Proving $a$ (in $Y = aX + b + e$) satisfies $a = Cov(X, Y )/Var(X)$

882 Views Asked by At

In a linear regression model, we postulate that random variables $X$ and $Y$ are related by

$$Y = aX + b + e$$

where a and b are constants (called the regression coefficients) and e (representing random error) is a random variable independent of $X$ such that $E(e) = 0$.

Show that the coefficient $a$ satisfies $a = Cov(X, Y )/Var(X)$.

▶ **Point labels for objects**

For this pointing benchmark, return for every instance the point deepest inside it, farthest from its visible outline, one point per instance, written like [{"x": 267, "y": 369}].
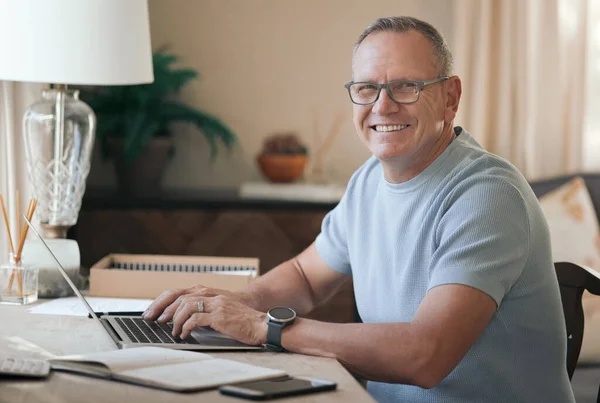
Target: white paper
[{"x": 74, "y": 307}]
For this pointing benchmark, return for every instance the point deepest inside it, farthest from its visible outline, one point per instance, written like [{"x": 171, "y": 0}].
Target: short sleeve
[
  {"x": 332, "y": 241},
  {"x": 483, "y": 237}
]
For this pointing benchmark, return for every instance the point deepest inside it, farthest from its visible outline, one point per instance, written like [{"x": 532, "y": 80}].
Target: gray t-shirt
[{"x": 469, "y": 218}]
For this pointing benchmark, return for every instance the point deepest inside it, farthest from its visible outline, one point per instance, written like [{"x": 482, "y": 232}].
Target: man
[{"x": 446, "y": 243}]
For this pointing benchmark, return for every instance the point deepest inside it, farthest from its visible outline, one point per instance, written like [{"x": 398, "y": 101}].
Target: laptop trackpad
[{"x": 210, "y": 337}]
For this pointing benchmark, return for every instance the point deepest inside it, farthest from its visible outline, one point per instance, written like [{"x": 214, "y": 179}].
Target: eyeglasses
[{"x": 400, "y": 91}]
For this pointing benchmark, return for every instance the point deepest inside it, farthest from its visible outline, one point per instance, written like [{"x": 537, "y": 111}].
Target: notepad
[
  {"x": 147, "y": 276},
  {"x": 176, "y": 370}
]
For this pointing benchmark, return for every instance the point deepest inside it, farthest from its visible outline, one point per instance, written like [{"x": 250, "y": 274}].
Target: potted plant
[
  {"x": 134, "y": 124},
  {"x": 283, "y": 158}
]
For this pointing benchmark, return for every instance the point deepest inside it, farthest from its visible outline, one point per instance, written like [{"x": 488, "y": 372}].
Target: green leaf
[{"x": 137, "y": 113}]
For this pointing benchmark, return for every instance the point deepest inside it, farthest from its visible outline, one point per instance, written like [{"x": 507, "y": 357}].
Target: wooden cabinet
[{"x": 209, "y": 224}]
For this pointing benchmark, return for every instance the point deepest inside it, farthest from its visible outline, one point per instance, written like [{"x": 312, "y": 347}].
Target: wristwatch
[{"x": 278, "y": 318}]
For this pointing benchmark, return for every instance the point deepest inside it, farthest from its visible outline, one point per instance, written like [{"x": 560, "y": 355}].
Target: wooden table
[{"x": 40, "y": 336}]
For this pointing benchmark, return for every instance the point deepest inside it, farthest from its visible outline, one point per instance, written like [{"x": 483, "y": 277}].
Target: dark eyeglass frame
[{"x": 418, "y": 84}]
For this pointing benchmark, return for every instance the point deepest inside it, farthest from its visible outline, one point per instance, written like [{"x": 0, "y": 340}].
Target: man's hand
[
  {"x": 222, "y": 313},
  {"x": 166, "y": 304}
]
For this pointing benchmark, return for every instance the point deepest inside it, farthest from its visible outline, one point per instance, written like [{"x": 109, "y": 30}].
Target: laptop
[{"x": 132, "y": 331}]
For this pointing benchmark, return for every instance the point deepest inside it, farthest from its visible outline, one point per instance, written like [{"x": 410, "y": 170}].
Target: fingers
[
  {"x": 187, "y": 309},
  {"x": 158, "y": 306},
  {"x": 165, "y": 306},
  {"x": 197, "y": 319}
]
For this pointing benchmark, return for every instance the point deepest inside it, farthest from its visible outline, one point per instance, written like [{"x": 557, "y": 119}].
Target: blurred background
[{"x": 530, "y": 69}]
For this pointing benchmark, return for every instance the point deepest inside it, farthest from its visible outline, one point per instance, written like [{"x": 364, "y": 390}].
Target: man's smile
[{"x": 389, "y": 128}]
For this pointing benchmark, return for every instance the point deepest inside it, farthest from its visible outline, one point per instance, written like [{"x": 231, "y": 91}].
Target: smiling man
[{"x": 446, "y": 243}]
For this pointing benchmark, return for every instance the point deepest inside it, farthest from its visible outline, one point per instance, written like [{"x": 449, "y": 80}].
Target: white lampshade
[{"x": 84, "y": 42}]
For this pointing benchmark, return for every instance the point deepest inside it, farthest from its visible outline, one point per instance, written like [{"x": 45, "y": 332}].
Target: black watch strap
[{"x": 274, "y": 336}]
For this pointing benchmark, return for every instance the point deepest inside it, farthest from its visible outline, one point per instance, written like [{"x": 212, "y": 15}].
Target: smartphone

▶ **WORK TO COMPLETE**
[1] Identify each line in the rows that contains the string "white", treating uppercase and lowercase as different.
[2] Write the next part of the regression coefficient question, picking up right after its last sentence.
The regression text and the rows have no connection to each other.

▶ **FINAL RESULTS**
[1]
Target: white paper
Target: white lampshade

[2]
1

There are 1 best solutions below

0
On

1) Assume that $(X,Y)$ follow bivariate normal distribution, thus $$ \mathbb E[ Y |X=x] =\mu_1+ \rho \frac{\sigma_Y}{\sigma_X}(x-\mu_X) = \mu_Y - \mu_X\rho \frac{\sigma_Y}{\sigma_X} + \frac{\rho\sigma_Y\sigma_X}{\sigma^2 _X}x= \beta_0 +\beta_1x \, , $$ note that $cov(X,Y)=\rho \sigma_X \sigma_Y$, hence, $\beta_1 = cov(X,Y)/var(X)$.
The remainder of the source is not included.